• **PROBLEM DETAILS**
Reproduce the entries below with each "integer pixel coordinates" changed to "whole-number pixel coordinates" and nothing else altered.

** Begin LISTING **

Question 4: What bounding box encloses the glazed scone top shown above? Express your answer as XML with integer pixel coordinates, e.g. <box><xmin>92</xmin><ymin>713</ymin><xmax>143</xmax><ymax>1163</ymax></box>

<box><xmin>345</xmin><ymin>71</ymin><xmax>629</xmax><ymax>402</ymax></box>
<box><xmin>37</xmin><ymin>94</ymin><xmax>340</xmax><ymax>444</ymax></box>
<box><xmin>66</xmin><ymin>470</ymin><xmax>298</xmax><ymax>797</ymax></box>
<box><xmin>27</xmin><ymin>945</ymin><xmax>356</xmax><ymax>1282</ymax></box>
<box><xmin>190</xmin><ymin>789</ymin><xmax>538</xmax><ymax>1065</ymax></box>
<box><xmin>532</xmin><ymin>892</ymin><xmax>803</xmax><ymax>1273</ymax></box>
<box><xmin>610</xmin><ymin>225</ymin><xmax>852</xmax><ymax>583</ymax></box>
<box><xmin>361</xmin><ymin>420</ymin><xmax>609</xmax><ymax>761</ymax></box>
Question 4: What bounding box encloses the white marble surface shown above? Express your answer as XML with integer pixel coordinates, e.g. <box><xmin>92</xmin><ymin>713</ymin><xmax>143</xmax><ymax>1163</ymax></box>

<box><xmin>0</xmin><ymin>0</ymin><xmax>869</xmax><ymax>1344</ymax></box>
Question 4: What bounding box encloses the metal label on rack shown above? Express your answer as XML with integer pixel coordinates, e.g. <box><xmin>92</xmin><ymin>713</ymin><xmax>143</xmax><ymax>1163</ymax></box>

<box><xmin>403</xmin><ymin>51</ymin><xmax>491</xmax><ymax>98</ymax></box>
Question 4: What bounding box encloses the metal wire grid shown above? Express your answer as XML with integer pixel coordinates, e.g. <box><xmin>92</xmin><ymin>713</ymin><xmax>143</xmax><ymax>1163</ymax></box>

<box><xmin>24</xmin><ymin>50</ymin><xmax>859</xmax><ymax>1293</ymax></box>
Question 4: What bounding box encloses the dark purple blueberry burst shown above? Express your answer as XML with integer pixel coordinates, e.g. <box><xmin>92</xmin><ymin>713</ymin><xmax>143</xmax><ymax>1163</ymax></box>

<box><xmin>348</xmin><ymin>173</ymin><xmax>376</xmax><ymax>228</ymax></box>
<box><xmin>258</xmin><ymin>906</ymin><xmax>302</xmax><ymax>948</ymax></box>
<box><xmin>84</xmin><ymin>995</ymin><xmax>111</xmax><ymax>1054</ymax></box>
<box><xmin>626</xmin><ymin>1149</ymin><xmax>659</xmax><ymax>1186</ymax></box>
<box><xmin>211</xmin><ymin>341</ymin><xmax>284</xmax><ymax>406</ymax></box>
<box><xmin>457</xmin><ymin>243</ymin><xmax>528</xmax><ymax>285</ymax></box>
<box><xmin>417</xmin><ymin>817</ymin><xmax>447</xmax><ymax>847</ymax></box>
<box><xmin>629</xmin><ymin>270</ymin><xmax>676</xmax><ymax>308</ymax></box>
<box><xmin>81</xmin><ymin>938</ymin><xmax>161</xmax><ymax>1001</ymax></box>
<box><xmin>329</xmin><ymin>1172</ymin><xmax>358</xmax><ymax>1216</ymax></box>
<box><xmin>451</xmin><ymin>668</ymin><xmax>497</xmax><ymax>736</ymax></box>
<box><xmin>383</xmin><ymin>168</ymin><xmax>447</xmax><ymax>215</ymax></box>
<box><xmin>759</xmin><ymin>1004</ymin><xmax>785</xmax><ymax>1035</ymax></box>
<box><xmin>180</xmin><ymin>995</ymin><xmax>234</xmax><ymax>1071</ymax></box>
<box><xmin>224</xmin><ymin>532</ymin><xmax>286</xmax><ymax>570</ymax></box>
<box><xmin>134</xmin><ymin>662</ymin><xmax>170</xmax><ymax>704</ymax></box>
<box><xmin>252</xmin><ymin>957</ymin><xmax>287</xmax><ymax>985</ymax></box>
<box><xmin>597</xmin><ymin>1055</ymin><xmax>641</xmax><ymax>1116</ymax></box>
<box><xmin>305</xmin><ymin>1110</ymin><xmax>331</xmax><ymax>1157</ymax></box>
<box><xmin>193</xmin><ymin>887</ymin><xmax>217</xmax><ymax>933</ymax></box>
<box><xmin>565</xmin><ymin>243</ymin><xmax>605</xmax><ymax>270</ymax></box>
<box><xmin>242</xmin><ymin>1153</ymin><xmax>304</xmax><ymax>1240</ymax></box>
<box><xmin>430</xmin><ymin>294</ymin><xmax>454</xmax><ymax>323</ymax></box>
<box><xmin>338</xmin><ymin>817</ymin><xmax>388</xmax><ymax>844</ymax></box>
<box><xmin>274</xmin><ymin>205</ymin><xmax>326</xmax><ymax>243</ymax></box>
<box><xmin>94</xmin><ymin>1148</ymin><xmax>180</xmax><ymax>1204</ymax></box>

** End LISTING **

• **ANSWER FOR THE TASK**
Question 4: What bounding box encloses the glazed scone top shown above? Express your answer as XML with whole-number pixel coordinates, e.g. <box><xmin>92</xmin><ymin>713</ymin><xmax>143</xmax><ymax>1163</ymax></box>

<box><xmin>345</xmin><ymin>71</ymin><xmax>629</xmax><ymax>402</ymax></box>
<box><xmin>37</xmin><ymin>94</ymin><xmax>340</xmax><ymax>444</ymax></box>
<box><xmin>66</xmin><ymin>470</ymin><xmax>298</xmax><ymax>797</ymax></box>
<box><xmin>27</xmin><ymin>945</ymin><xmax>356</xmax><ymax>1282</ymax></box>
<box><xmin>190</xmin><ymin>789</ymin><xmax>538</xmax><ymax>1065</ymax></box>
<box><xmin>532</xmin><ymin>892</ymin><xmax>803</xmax><ymax>1273</ymax></box>
<box><xmin>610</xmin><ymin>225</ymin><xmax>852</xmax><ymax>583</ymax></box>
<box><xmin>361</xmin><ymin>420</ymin><xmax>609</xmax><ymax>761</ymax></box>
Question 4: What bounding box encloses the white marble surface shown above? Express your answer as XML with whole-number pixel coordinates, e.g. <box><xmin>92</xmin><ymin>713</ymin><xmax>143</xmax><ymax>1163</ymax></box>

<box><xmin>0</xmin><ymin>0</ymin><xmax>869</xmax><ymax>1344</ymax></box>
Question 4: What bounding box encloses the metal label on rack shown above? Express your answer as XML with whole-number pixel coordinates, e.g. <box><xmin>92</xmin><ymin>713</ymin><xmax>143</xmax><ymax>1163</ymax></box>

<box><xmin>403</xmin><ymin>51</ymin><xmax>491</xmax><ymax>98</ymax></box>
Question 4: What bounding box encloses the metal wire grid shown above? Express your answer as XML with whole-number pixel coordinates, e.g. <box><xmin>92</xmin><ymin>713</ymin><xmax>143</xmax><ymax>1163</ymax></box>

<box><xmin>24</xmin><ymin>50</ymin><xmax>859</xmax><ymax>1293</ymax></box>
Question 4: What bounding box encloses the dark purple blueberry burst shown above? Express your answer as XML with whole-number pixel coordinates, e.g. <box><xmin>92</xmin><ymin>713</ymin><xmax>143</xmax><ymax>1163</ymax></box>

<box><xmin>348</xmin><ymin>173</ymin><xmax>376</xmax><ymax>228</ymax></box>
<box><xmin>258</xmin><ymin>906</ymin><xmax>302</xmax><ymax>948</ymax></box>
<box><xmin>84</xmin><ymin>995</ymin><xmax>111</xmax><ymax>1054</ymax></box>
<box><xmin>626</xmin><ymin>1149</ymin><xmax>659</xmax><ymax>1186</ymax></box>
<box><xmin>211</xmin><ymin>341</ymin><xmax>284</xmax><ymax>406</ymax></box>
<box><xmin>457</xmin><ymin>243</ymin><xmax>528</xmax><ymax>285</ymax></box>
<box><xmin>417</xmin><ymin>817</ymin><xmax>447</xmax><ymax>847</ymax></box>
<box><xmin>629</xmin><ymin>270</ymin><xmax>676</xmax><ymax>308</ymax></box>
<box><xmin>81</xmin><ymin>938</ymin><xmax>161</xmax><ymax>1001</ymax></box>
<box><xmin>329</xmin><ymin>1172</ymin><xmax>358</xmax><ymax>1216</ymax></box>
<box><xmin>451</xmin><ymin>668</ymin><xmax>497</xmax><ymax>736</ymax></box>
<box><xmin>383</xmin><ymin>168</ymin><xmax>447</xmax><ymax>215</ymax></box>
<box><xmin>759</xmin><ymin>1004</ymin><xmax>785</xmax><ymax>1035</ymax></box>
<box><xmin>180</xmin><ymin>995</ymin><xmax>234</xmax><ymax>1071</ymax></box>
<box><xmin>224</xmin><ymin>532</ymin><xmax>286</xmax><ymax>570</ymax></box>
<box><xmin>134</xmin><ymin>662</ymin><xmax>170</xmax><ymax>704</ymax></box>
<box><xmin>252</xmin><ymin>957</ymin><xmax>287</xmax><ymax>985</ymax></box>
<box><xmin>597</xmin><ymin>1055</ymin><xmax>641</xmax><ymax>1116</ymax></box>
<box><xmin>305</xmin><ymin>1110</ymin><xmax>331</xmax><ymax>1157</ymax></box>
<box><xmin>193</xmin><ymin>887</ymin><xmax>217</xmax><ymax>933</ymax></box>
<box><xmin>565</xmin><ymin>243</ymin><xmax>605</xmax><ymax>270</ymax></box>
<box><xmin>242</xmin><ymin>1153</ymin><xmax>304</xmax><ymax>1240</ymax></box>
<box><xmin>430</xmin><ymin>294</ymin><xmax>454</xmax><ymax>323</ymax></box>
<box><xmin>338</xmin><ymin>817</ymin><xmax>388</xmax><ymax>844</ymax></box>
<box><xmin>274</xmin><ymin>205</ymin><xmax>326</xmax><ymax>243</ymax></box>
<box><xmin>94</xmin><ymin>1148</ymin><xmax>180</xmax><ymax>1204</ymax></box>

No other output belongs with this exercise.